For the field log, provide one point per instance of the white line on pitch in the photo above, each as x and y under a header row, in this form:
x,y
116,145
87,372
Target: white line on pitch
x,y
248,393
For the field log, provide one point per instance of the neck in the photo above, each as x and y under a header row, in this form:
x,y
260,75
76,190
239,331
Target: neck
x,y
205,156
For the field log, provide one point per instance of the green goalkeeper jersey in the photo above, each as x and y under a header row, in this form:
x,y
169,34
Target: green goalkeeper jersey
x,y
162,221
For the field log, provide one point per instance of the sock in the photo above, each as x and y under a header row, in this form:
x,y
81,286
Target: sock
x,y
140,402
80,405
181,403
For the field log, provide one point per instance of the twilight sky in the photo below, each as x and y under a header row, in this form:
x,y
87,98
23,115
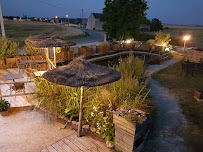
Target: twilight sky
x,y
188,12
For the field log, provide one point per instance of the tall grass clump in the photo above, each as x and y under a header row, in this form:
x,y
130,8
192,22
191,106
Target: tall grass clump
x,y
58,99
129,92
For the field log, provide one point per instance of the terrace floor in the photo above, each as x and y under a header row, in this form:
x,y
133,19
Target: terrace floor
x,y
25,101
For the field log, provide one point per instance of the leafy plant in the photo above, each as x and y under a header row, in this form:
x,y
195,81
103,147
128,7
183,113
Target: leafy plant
x,y
8,48
4,105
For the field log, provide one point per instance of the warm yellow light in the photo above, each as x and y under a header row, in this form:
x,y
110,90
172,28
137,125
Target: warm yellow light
x,y
187,37
128,41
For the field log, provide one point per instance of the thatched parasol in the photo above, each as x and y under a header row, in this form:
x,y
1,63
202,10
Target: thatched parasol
x,y
39,37
80,73
53,41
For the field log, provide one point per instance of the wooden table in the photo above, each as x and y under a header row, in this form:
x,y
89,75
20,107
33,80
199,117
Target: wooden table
x,y
12,76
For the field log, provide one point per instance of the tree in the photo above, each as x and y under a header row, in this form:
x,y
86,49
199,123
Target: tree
x,y
122,18
8,48
156,25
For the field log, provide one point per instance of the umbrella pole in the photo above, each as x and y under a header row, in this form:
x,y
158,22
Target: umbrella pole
x,y
80,114
55,56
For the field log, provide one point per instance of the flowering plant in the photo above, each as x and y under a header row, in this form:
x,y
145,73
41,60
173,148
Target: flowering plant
x,y
132,115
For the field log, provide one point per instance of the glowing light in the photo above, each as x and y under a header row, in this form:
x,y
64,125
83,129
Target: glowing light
x,y
187,37
164,44
128,41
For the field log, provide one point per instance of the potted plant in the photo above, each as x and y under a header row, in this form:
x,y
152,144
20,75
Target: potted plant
x,y
131,126
4,106
85,51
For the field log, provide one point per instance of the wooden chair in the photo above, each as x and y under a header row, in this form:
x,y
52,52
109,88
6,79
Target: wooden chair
x,y
17,87
21,67
30,74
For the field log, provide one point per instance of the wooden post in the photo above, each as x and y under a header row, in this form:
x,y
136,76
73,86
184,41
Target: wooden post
x,y
80,114
55,56
2,23
47,57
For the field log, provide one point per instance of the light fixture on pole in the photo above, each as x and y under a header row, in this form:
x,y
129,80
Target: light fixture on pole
x,y
67,18
186,38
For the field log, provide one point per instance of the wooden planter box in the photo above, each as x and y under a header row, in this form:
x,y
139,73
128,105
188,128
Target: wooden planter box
x,y
116,47
85,52
11,62
4,113
129,46
2,64
102,49
69,55
198,95
129,137
157,49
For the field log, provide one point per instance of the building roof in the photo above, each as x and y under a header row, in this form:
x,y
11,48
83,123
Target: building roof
x,y
97,15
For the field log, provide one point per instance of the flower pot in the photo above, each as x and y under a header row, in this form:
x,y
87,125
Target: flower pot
x,y
129,46
2,64
85,52
128,136
4,113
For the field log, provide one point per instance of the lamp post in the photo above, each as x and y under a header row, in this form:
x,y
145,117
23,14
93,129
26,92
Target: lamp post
x,y
186,38
68,19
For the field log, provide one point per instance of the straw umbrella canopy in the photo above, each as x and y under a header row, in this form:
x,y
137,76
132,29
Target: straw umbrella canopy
x,y
54,42
80,73
39,37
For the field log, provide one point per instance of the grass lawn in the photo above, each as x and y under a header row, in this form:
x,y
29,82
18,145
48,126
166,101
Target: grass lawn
x,y
20,30
183,88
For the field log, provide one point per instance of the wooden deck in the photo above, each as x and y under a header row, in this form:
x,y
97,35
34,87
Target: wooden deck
x,y
72,143
24,102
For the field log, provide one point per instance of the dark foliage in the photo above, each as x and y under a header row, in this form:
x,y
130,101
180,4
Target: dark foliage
x,y
122,18
156,25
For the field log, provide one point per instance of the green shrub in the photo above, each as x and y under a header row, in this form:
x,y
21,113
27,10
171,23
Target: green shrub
x,y
29,49
8,48
4,105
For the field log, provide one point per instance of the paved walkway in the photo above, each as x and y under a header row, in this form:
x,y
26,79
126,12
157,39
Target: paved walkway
x,y
166,135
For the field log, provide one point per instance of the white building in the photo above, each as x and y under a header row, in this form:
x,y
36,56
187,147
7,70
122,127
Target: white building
x,y
94,23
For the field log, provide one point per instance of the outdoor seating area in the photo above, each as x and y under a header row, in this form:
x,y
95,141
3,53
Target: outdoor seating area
x,y
16,88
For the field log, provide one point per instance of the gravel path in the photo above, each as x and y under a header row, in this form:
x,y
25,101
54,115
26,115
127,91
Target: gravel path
x,y
94,36
29,131
166,134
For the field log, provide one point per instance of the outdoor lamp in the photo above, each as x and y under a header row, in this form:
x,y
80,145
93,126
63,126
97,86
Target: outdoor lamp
x,y
128,41
186,38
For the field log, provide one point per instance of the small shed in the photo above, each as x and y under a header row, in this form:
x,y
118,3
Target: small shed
x,y
195,55
145,27
94,22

○ ○ ○ ○ ○ ○ ○

With the images excluded, all entries are to be given again exactly.

For the field log, provide one point per instance of the white line on pitch in the photo above, each as x and y under a header row, in this form:
x,y
116,145
87,372
Target: white line on pitch
x,y
248,393
For the field log, provide one point per instance of the neck in the photo above, each as x and y under a header row, in this form:
x,y
260,75
76,190
239,331
Target: neck
x,y
205,156
For the field log, provide one point per instance of the green goalkeeper jersey in the photo above, each as x and y under a header row, in this form:
x,y
169,34
Target: green goalkeeper jersey
x,y
162,221
For the field log, provide one point per instance of the sock in the photo above, each as x and y under a header row, in this form:
x,y
81,286
Target: sock
x,y
140,402
80,405
181,403
For the field log, provide one point per instance of the twilight sky in the photo below, each as x and y under a header row, in this form:
x,y
87,98
23,115
Target: twilight sky
x,y
188,12
For the field log, provide one point per instance of the tall grass clump in the photo above, each as x and y under a header row, in this form:
x,y
130,8
192,22
191,106
Target: tall grass clump
x,y
58,99
129,92
For the field log, provide one point per instance of the terrace floor in the photo above, each as x and y under a header row, in this form:
x,y
133,19
Target: terrace floor
x,y
25,101
For the field log, provide one point per instance of the leafy plant in the photo above, each as x and y under a header row, in this form:
x,y
195,81
103,147
128,7
183,113
Target: leafy plant
x,y
8,48
4,105
For the field log, provide one point per instance of the warm yellow light in the photo above, each as x and y under a header row, in this form:
x,y
110,90
172,28
137,125
Target: warm yellow light
x,y
187,37
128,41
For the field log, provide one point per instance of the thatched parasol in the photo above, each as x and y under a header row, in this form:
x,y
1,63
202,10
Target: thatched parasol
x,y
39,37
80,73
53,41
For the field log, provide one point per instance of the wooden table in the photo above, each as x and y under a header row, in this form:
x,y
89,75
20,107
33,80
199,117
Target: wooden table
x,y
12,76
For the field log, provide one point per instance of the tree in the photo above, each as x and y under a header row, in this form:
x,y
86,49
199,123
Target: tree
x,y
122,18
8,48
156,25
For the field log, provide one point per instance of the umbrella pole in the photo above, each as x and y under a header row, in this form:
x,y
158,22
Target: umbrella pole
x,y
80,114
55,56
For the field log, provide one point per instance of the flowering plant in the photo above, each as x and y under a header row, in this form:
x,y
145,73
41,60
173,148
Target: flowering plant
x,y
132,115
For the field log, provide one point per instance of the glowing light in the photo above, each as x and y under a header row, in this form:
x,y
64,125
83,129
Target: glowing light
x,y
187,37
164,44
128,41
For the field log, provide one point per instance of the potted plant in the photo above, each as x and y under a header row, in this form:
x,y
152,144
20,75
Target: potted plant
x,y
131,126
4,106
85,51
For the field log, provide one point per instance of the wooden chair in the photo above, each as x and y under a header row, in this form:
x,y
52,52
109,88
6,79
Target: wooden chair
x,y
17,87
21,67
30,74
For the field log, provide one point per instance of the wooden post in the photo above, each as x and y under a header row, in this form:
x,y
136,76
73,86
184,41
Target: wooden post
x,y
80,114
55,56
2,23
47,57
For the field log, provide one point per instance of the light fixture on pole in the photo above, each as x and y under a header row, in this form:
x,y
129,80
Target: light fixture on pole
x,y
67,18
186,38
For the field log, provide one point per instance of the wooden planter box in the photo above, each as x and y under a header row, in this form:
x,y
139,73
128,105
188,128
Target: wooden planter box
x,y
116,47
85,52
11,62
4,113
129,46
2,64
102,49
69,55
198,95
129,137
157,49
For the field log, provide one point per instance of the building roof in the photo above, each as x and y under a header row, in this form:
x,y
11,48
83,123
Target: building roof
x,y
97,15
For the field log, provide one point per instance of the flower pot in the photo above, each as x and y under a header row, in this form:
x,y
87,125
Target: flower pot
x,y
129,46
2,64
85,52
128,136
4,113
For the field log, provide one point per instance of the lamp post in the photo above, each as x and y under a header row, in this form:
x,y
145,117
23,14
93,129
26,92
Target: lamp post
x,y
186,38
68,19
For the field log, provide one point per instance of the straw umbrella canopy in the photo above, each as x and y under a header row, in this form:
x,y
137,76
132,29
Target: straw umbrella canopy
x,y
54,42
80,73
39,37
For the field log, provide one point per instance of the grass lawn in the photo above, each as x and y under a header row, in this form:
x,y
29,82
18,145
48,126
166,101
Target: grass lawn
x,y
20,30
183,88
For the field log, provide one point per instance of the wooden deck in the photo above, each as x and y under a header row, in this form:
x,y
97,35
34,87
Target: wooden deck
x,y
72,143
24,102
For the field log, provide one point per instance of the dark foliage in the photo above, each as x and y under a header row, in this form:
x,y
130,101
180,4
Target: dark foliage
x,y
122,18
156,25
For the field log, provide one point per instance of the green shrub in the photo above, each as x and y under a header row, in this form:
x,y
21,113
27,10
171,23
Target: green shrub
x,y
29,49
8,48
4,105
For the field log, provide one point per instance of the paved walkway in the photo above, each as x and y under a header row, in this form:
x,y
26,79
126,12
157,39
Target: paved walkway
x,y
166,135
For the field log, provide one point per instance of the white building in the photo above, each as x and y under a header row, in this form:
x,y
36,56
187,147
7,70
122,127
Target: white building
x,y
94,23
For the field log, provide one point per instance of the outdoor seating area in the photo above, each as x and y under a header row, in this form:
x,y
95,141
3,53
Target: outdoor seating area
x,y
16,88
For the field log, provide one point per instance of the gravel path in the photo above, each as x and y under a header row, in this form:
x,y
25,101
54,115
26,115
127,91
Target: gravel path
x,y
94,36
29,131
166,134
For the field log, provide one point per instance of the outdoor lamp in the photo above, each as x and y under a header row, in this form:
x,y
80,145
93,126
63,126
97,86
Target: outdoor lamp
x,y
128,41
186,38
For the field log, provide one point per instance of the small shed in the photo above, each as x and y under a header row, in this form:
x,y
118,3
Target: small shed
x,y
195,55
145,27
94,22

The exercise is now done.